**Records shown:**
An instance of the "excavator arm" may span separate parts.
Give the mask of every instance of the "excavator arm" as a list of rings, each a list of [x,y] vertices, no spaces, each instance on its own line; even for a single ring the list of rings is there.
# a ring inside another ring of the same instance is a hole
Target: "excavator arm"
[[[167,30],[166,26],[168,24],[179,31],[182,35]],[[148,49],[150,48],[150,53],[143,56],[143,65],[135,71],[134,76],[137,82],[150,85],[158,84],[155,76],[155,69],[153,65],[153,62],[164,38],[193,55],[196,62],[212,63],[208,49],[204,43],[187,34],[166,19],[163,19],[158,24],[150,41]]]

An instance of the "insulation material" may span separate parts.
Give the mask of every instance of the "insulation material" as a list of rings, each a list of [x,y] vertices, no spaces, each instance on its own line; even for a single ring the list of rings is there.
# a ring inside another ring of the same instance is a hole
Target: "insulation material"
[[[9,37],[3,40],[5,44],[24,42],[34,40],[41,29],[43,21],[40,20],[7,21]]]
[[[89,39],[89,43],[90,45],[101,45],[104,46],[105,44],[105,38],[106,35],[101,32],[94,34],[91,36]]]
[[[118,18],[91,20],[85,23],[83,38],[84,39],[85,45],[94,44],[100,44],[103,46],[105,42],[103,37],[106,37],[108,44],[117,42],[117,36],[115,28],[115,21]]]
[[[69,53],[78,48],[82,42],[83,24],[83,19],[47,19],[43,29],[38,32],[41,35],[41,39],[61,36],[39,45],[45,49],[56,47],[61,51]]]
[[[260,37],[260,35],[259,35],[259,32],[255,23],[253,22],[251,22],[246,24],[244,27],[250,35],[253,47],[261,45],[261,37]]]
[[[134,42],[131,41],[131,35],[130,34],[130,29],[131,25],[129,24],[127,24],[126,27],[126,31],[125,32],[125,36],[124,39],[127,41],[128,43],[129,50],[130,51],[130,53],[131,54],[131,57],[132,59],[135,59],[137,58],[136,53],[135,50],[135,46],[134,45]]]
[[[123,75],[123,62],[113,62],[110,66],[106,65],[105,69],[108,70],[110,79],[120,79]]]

**Task:** Collect and copy out every line of the material above that contains the string "excavator". Case counts, so a line qualifies only if its capitalization matches.

**Reply:**
An instance of the "excavator arm" may span separate parts.
Give the mask of every instance of the "excavator arm" as a list of rings, each a list of [x,y] vertices, no spaces, each instance on its own line; even for a single ring the list of rings is there.
Target: "excavator arm"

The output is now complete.